» **EXERCISE**
Update the items below by replacing each "marker" with "dot", and leave every other part of every line unchanged.

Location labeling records
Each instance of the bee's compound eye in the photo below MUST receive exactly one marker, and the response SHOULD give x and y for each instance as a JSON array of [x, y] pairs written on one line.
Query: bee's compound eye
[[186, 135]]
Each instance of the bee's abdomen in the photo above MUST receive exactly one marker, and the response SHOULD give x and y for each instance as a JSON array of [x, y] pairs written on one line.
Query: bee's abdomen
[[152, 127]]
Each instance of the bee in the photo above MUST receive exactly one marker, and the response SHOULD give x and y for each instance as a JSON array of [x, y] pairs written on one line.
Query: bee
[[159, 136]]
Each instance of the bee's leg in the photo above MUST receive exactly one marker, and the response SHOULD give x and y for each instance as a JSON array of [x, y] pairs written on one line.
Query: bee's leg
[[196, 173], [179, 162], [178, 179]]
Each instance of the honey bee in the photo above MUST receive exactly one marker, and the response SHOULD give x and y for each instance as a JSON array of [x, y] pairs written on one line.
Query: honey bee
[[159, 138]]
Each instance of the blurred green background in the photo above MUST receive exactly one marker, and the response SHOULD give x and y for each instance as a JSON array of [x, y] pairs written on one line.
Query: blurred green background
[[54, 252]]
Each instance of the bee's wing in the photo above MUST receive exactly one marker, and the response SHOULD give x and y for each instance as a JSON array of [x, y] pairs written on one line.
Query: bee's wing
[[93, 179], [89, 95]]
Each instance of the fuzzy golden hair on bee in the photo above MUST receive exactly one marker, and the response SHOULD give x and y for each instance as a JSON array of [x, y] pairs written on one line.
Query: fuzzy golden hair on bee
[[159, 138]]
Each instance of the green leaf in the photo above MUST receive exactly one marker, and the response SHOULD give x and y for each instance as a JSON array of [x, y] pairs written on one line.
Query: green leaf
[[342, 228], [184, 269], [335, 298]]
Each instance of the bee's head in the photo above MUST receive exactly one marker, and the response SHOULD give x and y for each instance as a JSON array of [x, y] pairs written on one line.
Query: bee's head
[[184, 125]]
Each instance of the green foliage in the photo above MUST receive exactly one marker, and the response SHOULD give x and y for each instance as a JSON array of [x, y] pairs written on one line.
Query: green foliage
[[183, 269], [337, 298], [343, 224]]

» **CORRECT RESULT**
Each instance of the bee's compound eye in the photo below MUST receive exactly one dot, and the response SHOULD give x and y for each instance as a JSON array of [x, y] pairs written on one line.
Query: bee's compound eye
[[186, 135]]
Each instance of the bee's abdomen in the photo above MUST receive exactly one dot, and the response SHOULD give x and y for each instance as a JSON array of [x, y] pairs written on one line.
Query: bee's abdomen
[[152, 127]]
Each instance of the bee in the photo above MUST receive exactly one dot, and the response SHOULD give x and y for each instance as a JSON array of [x, y] pairs written on one line.
Query: bee
[[159, 136]]
Each instance of the bee's leg in the photo above MUST receive exactly one dot, and the response SHOULD give x and y for each instance as a JSON array of [x, y] pairs written on one line.
Query: bee's leg
[[196, 173], [179, 162], [178, 179]]
Each instance of the honey bee in the photo above MUST receive exactly one dot, and the response SHOULD give x and y for each instance as a JSON array of [x, y] pairs written on one line.
Query: honey bee
[[159, 138]]
Each instance of the blurred green background in the photo above MUST receive exactly one dot, and the response SHOULD give x and y for each instance as a JSON array of [x, y] pairs written on one line.
Query: blurred green background
[[54, 252]]
Each instance of the bee's wing in the photo above MUST receive exactly one dot, and the response SHOULD give x and y for each instance as a JSON array of [x, y] pairs written on one line.
Query: bee's wing
[[93, 179], [89, 95]]
Each instance of the fuzzy golden hair on bee in the photo above MUST receive exactly one dot, and the response SHOULD give x and y for each instance as a JSON array of [x, y] pairs written on one line.
Query: fuzzy golden hair on bee
[[159, 138]]
Each instance of the green leaf in the photo above MUST receive exactly one dot, and the response SHOULD give x and y for each instance as a JSON array of [x, y] pairs written on one line.
Query: green leaf
[[342, 228], [184, 269], [335, 298]]
Each instance of the bee's head in the photo above MUST receive exactly one dot, and the response SHOULD give x and y for each instance as a JSON array of [x, y] pairs written on one line.
Query: bee's head
[[184, 125]]
Each instance of the green foliage in the photo above MUST receive exactly one dot, and the response SHOULD give x and y for each instance as a JSON array of [x, y] pairs written on one line.
Query: green foliage
[[183, 269], [337, 298], [343, 224]]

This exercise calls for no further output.